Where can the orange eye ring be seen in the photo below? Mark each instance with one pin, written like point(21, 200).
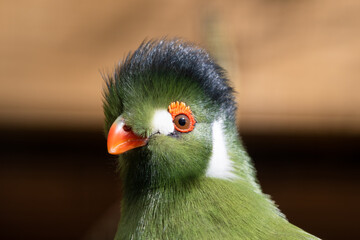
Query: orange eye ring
point(183, 118)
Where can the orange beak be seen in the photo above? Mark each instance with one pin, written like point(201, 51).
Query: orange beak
point(121, 138)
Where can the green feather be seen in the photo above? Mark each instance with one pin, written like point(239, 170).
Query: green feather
point(166, 193)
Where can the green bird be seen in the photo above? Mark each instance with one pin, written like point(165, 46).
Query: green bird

------------------------------------------------------------

(About this task): Return every record exactly, without the pictures.

(Exercise answer):
Where can the orange eye ring be seen in the photo below? Mark each instance with one pin, written like point(21, 200).
Query: orange eye ring
point(183, 118)
Where can the orange beak be seen in the photo above? Mark each instance with one pin, written like point(201, 51).
Query: orange beak
point(121, 138)
Where can the green feather be seen in the photo above? Mark each instance with one pin, written like point(239, 170).
Query: green feather
point(166, 193)
Where can the green bird be seen in the photo above? Mark each instance with one pin, written like point(165, 46).
Query: green bird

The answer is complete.